▶ **TASK BRIEF**: Pictures aside, repeat all the entries below exactly as they appear.

(Image point grounding data)
BEGIN

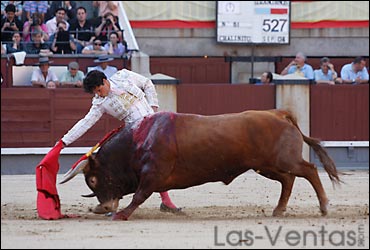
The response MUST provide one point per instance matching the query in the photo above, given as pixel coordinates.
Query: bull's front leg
(139, 197)
(143, 192)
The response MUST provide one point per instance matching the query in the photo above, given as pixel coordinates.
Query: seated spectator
(69, 6)
(10, 24)
(52, 24)
(3, 49)
(42, 76)
(114, 46)
(109, 23)
(31, 7)
(326, 74)
(95, 49)
(18, 8)
(82, 30)
(51, 85)
(355, 72)
(37, 46)
(72, 77)
(62, 41)
(106, 7)
(104, 67)
(299, 66)
(17, 44)
(266, 78)
(35, 23)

END

▶ **WRITTEN ANSWER**:
The response MUST provide one point per instance matching the query in the photo above, given as pixel coordinates.
Query: bull's front leg
(139, 197)
(143, 192)
The response MUST provide one point per instance matching the query in the photo above, given as pixel coordinates.
Query: seated spectator
(69, 6)
(10, 24)
(52, 24)
(3, 49)
(42, 76)
(114, 46)
(109, 23)
(31, 7)
(326, 74)
(95, 49)
(18, 8)
(82, 30)
(51, 85)
(355, 72)
(37, 46)
(72, 77)
(62, 41)
(106, 7)
(104, 67)
(299, 66)
(17, 44)
(266, 78)
(35, 23)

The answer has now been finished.